Uh... I just saw a vato walking a chiuaua... He he he! He looked awesome!

Pits can be decent. Chows are evil. My beagle will eat anyone. And all dogs have a tendency to be assholes. Pits have a bad reputation. And if the owners want the reputation changed they need to change. Here most dogs are kept outside, it's cultural. And quite a few are kept for Protection also cultural.

ALL DOGS CAN BE BAD! I've been bitten by a poodle and a rat terrier. My Beagle attacked a jogger and a stupid kid that would not listed to me when I told him not to pet my dog. Still put his hand in my car and pet my dog... No these dogs didn't kill anyone, but they still were aggressive.

The point is they should not have brought the dog in a housing complex that does not allow them. They should have heeded and respected their lease. If the OP doesn't turn them in someone else will. They have a shared yard and who know, maybe they'll get a case of the lazies and let the dog out one day in the yard and OP won't know.

It's a shared yard! In a no pet complex! How could that even be debated?


----------



## jess in hawaii (Oct 13, 2011)




----------



## mamayogibear (May 8, 2011)

Quote:


> Originally Posted by *AbbyGrant*
> 
> That kind of gal? What kind would that be?


I don't run to the authorites when I have issues with someone. Instead I take a more direct approach and try to communicate my concerns about the issue. I do not like it when people do things behind my back and would rather be confonted than find out about a problem from a third party.

In this instance I would approach the dog owner regarding the whining and suggest they have someone walk the dog while they are at work. I would also mention to the person that I was under the impression that the building was no-pet (some landlords have pet addendums to leases) and that they could get evicted if the landlord chose to inforce that.


----------



## Maedze (Dec 16, 2008)

Hon, it's pretty clear that you have a paranoia, and paranoia isn't rational. You don't need a bite stick. It's fine not to want to be approached by strange dog. I don't care to either. But to fly off the handle and make silly evaluations that are simply inaccurate doesn't add credence to your point of view. Not liking dogs is not the same thing as 'particular kinds of dogs are bad'.

Quote:


> Originally Posted by *Super~Single~Mama*
> 
> Delusional? Um...no. Now you're just being nasty because I don't agree that pit bulls are wonderful amazing sweet dogs. I don't like them. I don't want one, and I don't care to be around them. Particularly when I have my young son with me.
> 
> Mostly I like dogs (but only when I know them, or they are owned by someone I know). I don't like being approached by random dogs, which I don't think is so terrible, and I'm not interested in being around dogs that when they do bite, a stick is required to get them to let go. I don't know why thats so difficult for you to understand.


----------



## AbbyGrant (Jan 12, 2012)

Quote:



> Originally Posted by *mamayogibear*
> 
> I don't run to the authorites when I have issues with someone. Instead I take a more direct approach and try to communicate my concerns about the issue. I do not like it when people do things behind my back and would rather be confonted than find out about a problem from a third party.

**Listed entries**:
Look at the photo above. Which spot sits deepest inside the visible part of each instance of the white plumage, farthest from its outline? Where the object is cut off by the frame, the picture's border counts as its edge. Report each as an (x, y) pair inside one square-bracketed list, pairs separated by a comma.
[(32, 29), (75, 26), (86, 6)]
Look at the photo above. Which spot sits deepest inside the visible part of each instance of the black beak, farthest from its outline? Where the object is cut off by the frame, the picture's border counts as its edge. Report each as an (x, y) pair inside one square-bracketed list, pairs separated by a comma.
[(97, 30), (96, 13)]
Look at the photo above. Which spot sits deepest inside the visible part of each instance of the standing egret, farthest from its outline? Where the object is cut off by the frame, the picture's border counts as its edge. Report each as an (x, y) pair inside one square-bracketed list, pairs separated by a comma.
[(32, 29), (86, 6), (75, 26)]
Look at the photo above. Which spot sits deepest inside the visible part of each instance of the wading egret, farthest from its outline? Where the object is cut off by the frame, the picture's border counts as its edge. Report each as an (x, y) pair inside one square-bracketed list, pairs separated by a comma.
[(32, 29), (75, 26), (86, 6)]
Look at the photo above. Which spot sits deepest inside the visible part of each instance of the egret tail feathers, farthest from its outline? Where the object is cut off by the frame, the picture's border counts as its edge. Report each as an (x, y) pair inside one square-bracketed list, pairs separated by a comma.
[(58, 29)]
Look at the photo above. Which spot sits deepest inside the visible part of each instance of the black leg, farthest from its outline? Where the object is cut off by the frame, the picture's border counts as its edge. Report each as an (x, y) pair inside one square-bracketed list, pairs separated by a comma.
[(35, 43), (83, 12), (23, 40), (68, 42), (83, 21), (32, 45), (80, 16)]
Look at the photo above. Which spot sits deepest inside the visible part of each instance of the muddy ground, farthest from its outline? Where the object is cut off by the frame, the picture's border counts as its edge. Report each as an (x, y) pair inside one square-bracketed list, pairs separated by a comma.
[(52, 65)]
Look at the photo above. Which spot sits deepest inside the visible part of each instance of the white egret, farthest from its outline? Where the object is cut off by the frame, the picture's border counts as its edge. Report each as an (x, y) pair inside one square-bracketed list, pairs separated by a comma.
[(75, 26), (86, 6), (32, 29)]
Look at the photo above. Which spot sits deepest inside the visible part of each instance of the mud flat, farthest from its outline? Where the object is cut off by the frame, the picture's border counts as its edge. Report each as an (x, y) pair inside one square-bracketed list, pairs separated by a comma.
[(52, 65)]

**Set exercise A**: According to the forum thread, which two dogs bit the poster who says all dogs can be bad?
**Set exercise B**: List every username that appears in the forum thread.
**Set exercise C**: Write out the passage of the forum thread starting at "ALL DOGS CAN" and ending at "(Oct 13, 2011)", replacing "yard" with "garden" throughout.
The material above comes from a separate source.

**Correct answer A**: A poodle and a rat terrier.

**Correct answer B**:
jess in hawaii
mamayogibear
AbbyGrant
Maedze
Super~Single~Mama

**Correct answer C**:
ALL DOGS CAN BE BAD! I've been bitten by a poodle and a rat terrier. My Beagle attacked a jogger and a stupid kid that would not listed to me when I told him not to pet my dog. Still put his hand in my car and pet my dog... No these dogs didn't kill anyone, but they still were aggressive.

The point is they should not have brought the dog in a housing complex that does not allow them. They should have heeded and respected their lease. If the OP doesn't turn them in someone else will. They have a shared garden and who know, maybe they'll get a case of the lazies and let the dog out one day in the garden and OP won't know.

It's a shared garden! In a no pet complex! How could that even be debated?


----------



## jess in hawaii (Oct 13, 2011)